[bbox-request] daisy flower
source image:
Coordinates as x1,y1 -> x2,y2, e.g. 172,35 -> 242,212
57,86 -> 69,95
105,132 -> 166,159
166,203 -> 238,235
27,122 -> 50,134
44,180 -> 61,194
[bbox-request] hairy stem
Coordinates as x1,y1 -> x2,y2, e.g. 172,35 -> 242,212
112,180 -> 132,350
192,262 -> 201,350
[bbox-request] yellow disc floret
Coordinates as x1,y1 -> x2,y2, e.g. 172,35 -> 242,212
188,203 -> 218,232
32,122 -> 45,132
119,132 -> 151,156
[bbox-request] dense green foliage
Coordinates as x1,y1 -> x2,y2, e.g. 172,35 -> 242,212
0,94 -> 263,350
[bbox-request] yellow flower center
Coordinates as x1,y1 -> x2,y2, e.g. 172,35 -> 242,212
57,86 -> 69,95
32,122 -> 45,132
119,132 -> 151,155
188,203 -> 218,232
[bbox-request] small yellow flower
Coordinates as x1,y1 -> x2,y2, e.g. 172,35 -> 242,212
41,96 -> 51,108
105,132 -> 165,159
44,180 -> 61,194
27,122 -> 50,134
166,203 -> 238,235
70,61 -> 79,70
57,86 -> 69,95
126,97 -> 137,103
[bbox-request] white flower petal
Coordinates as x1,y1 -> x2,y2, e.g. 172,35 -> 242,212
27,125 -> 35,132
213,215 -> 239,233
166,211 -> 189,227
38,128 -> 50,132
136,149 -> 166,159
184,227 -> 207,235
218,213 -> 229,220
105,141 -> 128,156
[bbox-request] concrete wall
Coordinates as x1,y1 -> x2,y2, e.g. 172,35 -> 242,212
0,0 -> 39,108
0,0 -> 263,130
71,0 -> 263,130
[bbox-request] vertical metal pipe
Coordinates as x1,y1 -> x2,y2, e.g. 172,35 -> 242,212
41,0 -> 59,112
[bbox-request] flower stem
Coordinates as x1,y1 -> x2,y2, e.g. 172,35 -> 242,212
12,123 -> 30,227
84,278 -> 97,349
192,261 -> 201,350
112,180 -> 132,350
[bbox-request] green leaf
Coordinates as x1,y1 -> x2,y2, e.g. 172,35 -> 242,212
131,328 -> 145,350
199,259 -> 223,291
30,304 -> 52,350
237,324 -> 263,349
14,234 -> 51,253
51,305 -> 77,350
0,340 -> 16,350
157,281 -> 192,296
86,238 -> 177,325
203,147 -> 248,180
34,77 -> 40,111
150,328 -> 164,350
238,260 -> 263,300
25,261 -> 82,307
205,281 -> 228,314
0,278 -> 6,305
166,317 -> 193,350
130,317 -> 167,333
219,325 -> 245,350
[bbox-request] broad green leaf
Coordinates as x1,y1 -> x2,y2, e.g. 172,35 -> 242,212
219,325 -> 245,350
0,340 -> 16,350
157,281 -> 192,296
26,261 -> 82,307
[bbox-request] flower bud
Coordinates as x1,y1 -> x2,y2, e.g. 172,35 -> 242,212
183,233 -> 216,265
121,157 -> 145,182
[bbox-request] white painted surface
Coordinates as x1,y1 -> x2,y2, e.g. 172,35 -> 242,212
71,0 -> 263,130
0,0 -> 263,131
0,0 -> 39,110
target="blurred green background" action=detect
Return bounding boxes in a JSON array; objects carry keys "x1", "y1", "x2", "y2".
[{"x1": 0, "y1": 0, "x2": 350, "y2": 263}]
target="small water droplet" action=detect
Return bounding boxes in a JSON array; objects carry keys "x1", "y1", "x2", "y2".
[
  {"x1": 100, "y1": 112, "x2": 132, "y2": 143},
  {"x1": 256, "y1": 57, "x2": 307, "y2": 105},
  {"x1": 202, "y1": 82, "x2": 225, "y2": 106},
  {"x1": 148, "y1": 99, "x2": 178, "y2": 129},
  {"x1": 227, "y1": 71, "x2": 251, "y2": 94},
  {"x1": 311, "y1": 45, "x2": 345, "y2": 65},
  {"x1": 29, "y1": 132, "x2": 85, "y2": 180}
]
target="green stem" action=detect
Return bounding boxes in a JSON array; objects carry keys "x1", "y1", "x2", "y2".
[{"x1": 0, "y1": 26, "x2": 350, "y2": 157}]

Exercise requirements →
Print out the whole listing exactly as it appears.

The answer →
[bbox-request] daisy flower
source image:
Coordinates as x1,y1 -> x2,y2, e.g. 172,35 -> 242,212
57,86 -> 69,95
105,132 -> 166,159
166,203 -> 238,235
27,122 -> 50,134
44,180 -> 61,194
[bbox-request] hairy stem
Coordinates as x1,y1 -> x2,y2, e.g. 172,35 -> 242,212
112,180 -> 132,350
192,262 -> 201,350
[bbox-request] yellow disc floret
Coordinates as x1,y1 -> x2,y2, e.g. 172,35 -> 242,212
188,203 -> 218,232
32,122 -> 45,132
119,132 -> 151,156
[bbox-request] dense green foliage
Coordinates as x1,y1 -> x2,y2, e.g. 172,35 -> 242,212
0,94 -> 263,350
[bbox-request] yellow flower center
Coordinates as x1,y1 -> x2,y2, e.g. 172,35 -> 242,212
57,86 -> 69,95
32,122 -> 45,132
119,132 -> 151,155
188,203 -> 218,232
[bbox-request] small yellow flower
Coordinates as x1,y1 -> x2,y2, e.g. 172,35 -> 242,212
41,96 -> 51,108
105,132 -> 165,159
44,180 -> 61,194
27,122 -> 50,134
166,203 -> 238,235
70,61 -> 79,70
57,86 -> 69,95
126,97 -> 137,103
[bbox-request] white flower petal
Coordinates as x1,y1 -> x2,y2, e.g. 172,35 -> 242,212
27,125 -> 35,132
213,215 -> 239,233
166,211 -> 189,227
38,128 -> 50,132
136,149 -> 166,159
184,227 -> 207,235
218,213 -> 229,220
105,141 -> 128,156
[bbox-request] concrete wall
Coordinates as x1,y1 -> x2,y2, e.g. 172,35 -> 242,212
0,0 -> 39,108
0,0 -> 263,130
71,0 -> 263,130
[bbox-request] vertical metal pipe
Coordinates as x1,y1 -> x2,y2, e.g. 172,35 -> 242,212
41,0 -> 59,112
[bbox-request] flower stem
Coordinates as x1,y1 -> x2,y2, e.g. 172,35 -> 242,212
12,123 -> 30,227
84,278 -> 97,349
192,261 -> 201,350
112,180 -> 132,350
[bbox-request] green leaf
Coordinates as x1,y1 -> x2,y2, e.g. 172,35 -> 242,212
131,328 -> 145,350
199,259 -> 223,291
30,304 -> 52,350
237,324 -> 263,349
14,234 -> 51,253
51,305 -> 77,350
0,340 -> 16,350
157,281 -> 192,296
86,238 -> 177,325
203,147 -> 248,180
34,77 -> 40,111
150,328 -> 164,350
238,260 -> 263,300
25,261 -> 82,307
205,281 -> 228,314
0,278 -> 6,305
166,317 -> 193,350
130,317 -> 167,333
219,325 -> 245,350
[bbox-request] broad green leaf
Coordinates as x1,y1 -> x2,y2, e.g. 172,35 -> 242,212
219,325 -> 245,350
0,340 -> 16,350
157,281 -> 192,296
26,261 -> 82,307
[bbox-request] flower bud
Coordinates as x1,y1 -> x2,y2, e.g. 172,35 -> 242,212
183,233 -> 216,265
121,157 -> 145,182
[bbox-request] white painted surface
Coordinates as x1,y1 -> x2,y2, e.g. 172,35 -> 242,212
71,0 -> 263,130
0,0 -> 263,131
0,0 -> 39,110
target="blurred green background" action=detect
Return bounding boxes in a JSON array; objects carry keys "x1", "y1", "x2", "y2".
[{"x1": 0, "y1": 0, "x2": 350, "y2": 263}]
target="small water droplet" action=detect
Return bounding boxes in a JSON array; objects carry keys "x1", "y1", "x2", "y2".
[
  {"x1": 100, "y1": 112, "x2": 132, "y2": 143},
  {"x1": 256, "y1": 57, "x2": 307, "y2": 105},
  {"x1": 202, "y1": 82, "x2": 225, "y2": 106},
  {"x1": 148, "y1": 99, "x2": 178, "y2": 129},
  {"x1": 227, "y1": 71, "x2": 251, "y2": 94},
  {"x1": 311, "y1": 45, "x2": 345, "y2": 65},
  {"x1": 29, "y1": 132, "x2": 85, "y2": 180}
]
target="green stem" action=detect
Return bounding boxes in a JSON array; objects carry keys "x1", "y1", "x2", "y2".
[{"x1": 0, "y1": 26, "x2": 350, "y2": 157}]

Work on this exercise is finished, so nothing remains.